* [Action item] Retrieve all lines below that have the string "floral".

* [Data for the task]
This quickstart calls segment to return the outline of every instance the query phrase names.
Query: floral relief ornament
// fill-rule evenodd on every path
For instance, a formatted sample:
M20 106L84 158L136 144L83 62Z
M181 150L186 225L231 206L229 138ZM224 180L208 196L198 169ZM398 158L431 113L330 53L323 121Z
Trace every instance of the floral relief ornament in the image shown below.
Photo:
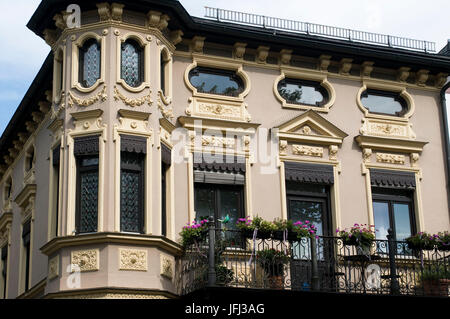
M98 101L105 102L107 98L108 95L106 94L106 85L105 85L103 86L103 89L99 93L87 99L78 98L75 95L73 95L72 92L69 92L68 104L69 107L73 107L75 104L78 106L87 107L93 105L94 103L97 103Z
M153 101L151 99L151 93L152 93L152 91L149 90L148 95L140 97L140 98L136 98L136 99L131 99L131 98L127 98L125 95L120 93L117 86L114 86L114 100L116 100L116 101L121 100L123 103L125 103L126 105L131 106L131 107L142 106L145 104L145 102L147 102L147 104L149 106L151 106L153 104Z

* [Answer for this exercise]
Query: floral relief ornament
Trace every instance of the floral relief ornament in the image shown below.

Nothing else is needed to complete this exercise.